**The tasks**
- a) From the guide on how Google crawls websites, reproduce the passage starting with "When you know" and going on through "find new content.".
- b) Translate this sentence from the guide on how Google crawls websites into Spanish: "Crawl budget is the number of your web pages Google will crawl during a period of time."

**Page extract**
⁂
Google processes an average of 3 billion searches a day. To be able to provide relevant responses to all these queries, Google must continually find new websites to add to its search engine.
In this guide, you’ll learn how Google finds websites for its search engine and what it sees when looking over your site.
Why is it important to know how Google crawls a website?
SEO is not static. It is a constantly evolving process as Google regularly makes updates to how it looks to provide searchers with the best possible results.
If you want to get your pages to the top of the rankings and have them stay there, you need to know how search engines work.
It begins with crawling, the process Google uses to find new pages around the web.
When you know how Google crawls websites, you can ensure your pages are always visible to Google and ready to be used in search results.
Knowing the way Google crawls websites will also help you optimize your pages for the search terms you want to rank for.
How does Google find a website?
Because there isn’t a single centralized database of everything on the internet, Google must continually work to find relevant pages to show in its search results.
The search engine has three primary functions for finding and listing content; crawling, indexing, ranking.
Search engines like Google find websites through a process called crawling. The process begins when Google sends out software bots known as crawlers or spiders across the internet to find new content.
The search crawlers start with web pages used in previous crawls. When a crawler visits a page it will look for links to other pages to add to a list of pages to crawl.
To know what a page is about, Google will render the page and analyze the content and overall layout. Google uses mobile-first indexing which means that will look at the mobile version of a website first when analyzing its pages.
Google stores the websites it finds while crawling in their index.
A web index serves as a database for information available on the internet. When a page is in Google’s index, it has the chance to appear as a result to search queries.
Ranking is the process of determining which pages will appear in the results for different search queries.
When someone conducts a search in Google, the search engine runs an algorithm to see which pages in the index are most relevant to that particular search query.
It then serves these pages to the searcher in the results page, starting with the most relevant page.
Video: How Search Engines Work
Crawl budget is the number of your web pages Google will crawl during a period of time.
As Google doesn’t have unlimited resources, it is unable to constantly crawl every single page for every website. The crawl budget determines how many URLs on a particular website Google will crawl.
Crawl budget will not be an issue for most websites. Unless you have a massive website like an eCommerce store with thousands of pages, the crawl budget for your site will likely be more than enough to cover all the pages you want to have indexed.
That being said, it is still important to understand how your crawl budget is determined.
There are two factors that are used to decide the crawl budget:
- Crawl rate limit: The amount of crawling a website can handle without experiencing performance issues.
- Crawl demand: The degree to which it is worth Google crawling a URL based on popularity and how often it is updated.
Crawl limit helps ensure that search crawlers do not overload your web server with too many requests. Search engines will take into account how often requested URLs timeout or return server errors.
They will also look to see if your website uses a shared hosting platform as this will limit the available server resources.
How to get Google to crawl your website
It is possible for Google to find and crawl your website without any action on your part. However, you can never be certain Google will find your site on its own, so it is recommended to take steps to ensure your website is crawled and indexed.
There are various methods you can use to help Google’s crawlers find your website. The most effective are:
Create an XML sitemap
A sitemap is a document that lists the URLs of your web pages. This helps make it easier for the crawler to find your pages as it no longer depends only on the internal links from your pages and external links from pages around the web.
There are a variety of ways you can create an XML sitemap.
⁂
**Provided material**

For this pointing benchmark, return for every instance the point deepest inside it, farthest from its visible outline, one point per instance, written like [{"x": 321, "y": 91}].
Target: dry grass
⁂
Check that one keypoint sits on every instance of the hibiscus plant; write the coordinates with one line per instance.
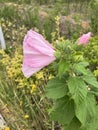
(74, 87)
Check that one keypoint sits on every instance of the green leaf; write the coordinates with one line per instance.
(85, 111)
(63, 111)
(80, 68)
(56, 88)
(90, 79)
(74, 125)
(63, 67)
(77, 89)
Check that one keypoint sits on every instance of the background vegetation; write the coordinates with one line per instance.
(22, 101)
⁂
**Answers to each task**
- a)
When you know how Google crawls websites, you can ensure your pages are always visible to Google and ready to be used in search results.
Knowing the way Google crawls websites will also help you optimize your pages for the search terms you want to rank for.
How does Google find a website?
Because there isn’t a single centralized database of everything on the internet, Google must continually work to find relevant pages to show in its search results.
The search engine has three primary functions for finding and listing content; crawling, indexing, ranking.
Search engines like Google find websites through a process called crawling. The process begins when Google sends out software bots known as crawlers or spiders across the internet to find new content.

- b) El presupuesto de rastreo es el número de tus páginas web que Google rastreará durante un período de tiempo.